- [Extract provided]:
New FDA Bill Offers Hope for the Desperate

The Access to Medical Treatment Act (H.R. 746 ), a bipartisan bill being introduced in the House today, marks a step forward in both medicine and human rights, the Competitive Enterprise Institute said today. Co-sponsored by Reps. Peter DeFazio (D-Or) and Joe Barton (R-Tx), among others, AMTA would, in its words, “allow patients to receive any medical treatment they want under certain conditions,” specifically the informed consent of the person being treated. AMTA would not change any of the Food and Drug Administration's approval criteria.

“For too long, FDA regulations have prevented desperately ill patients from trying new and different treatments, some of which are available abroad,” noted CEI policy anaylst Julie DeFalco. “The Access to Medical Treatment Act would place these medical decisions in the hands of patients and doctors, rather than FDA bureaucrats.”

While critics of AMTA claim that it would open the door to “snake oil,” the reality is that even mainstream doctors agree with the bill's approach. In two polls of cardiologists and oncologists sponsored by CEI, majorities of these heart and cancer specialists supported the principle underlying AMTA. When asked, “What would your position be on a proposal to change the FDA law so that unapproved drugs and devices could be made available to physicians as long as they carried a warning about their unapproved status?,” 53% of cardiologists and 61% of oncologists favored such a change.

- [Your tasks]:
1 > In the article on the Access to Medical Treatment Act, what share of oncologists favored making unapproved drugs and devices available to physicians with a warning about their status?
2 > Please write the next part of the article on the Access to Medical Treatment Act, picking up after its final sentence.

- [Data segment]:
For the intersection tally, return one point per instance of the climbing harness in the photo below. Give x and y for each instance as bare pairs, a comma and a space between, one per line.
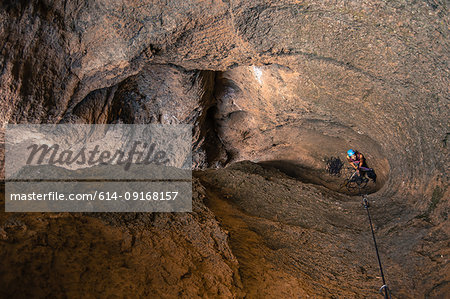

- [Answers for the tasks]:
1 > 61% of oncologists favored such a change.

2 >
“Doctors on the cutting edge of medicine recognize the human cost of the FDA's delays in approving new therapies,” said DeFalco. “It's good that Congress does, too.”

To address the legal and consumer issues of expanded access to medical therapies, CEI recently released a study by George Mason University law professor Michael Krauss, entitled Breaking the FDA's Drug Approval Monopoly — Implications for Tort Law and Consumer Welfare, published in the GMU Law Review in September, 1996. It concludes that the FDA's current command-and-control approach to approving new therapies hurts the interests of those it purports to benefit.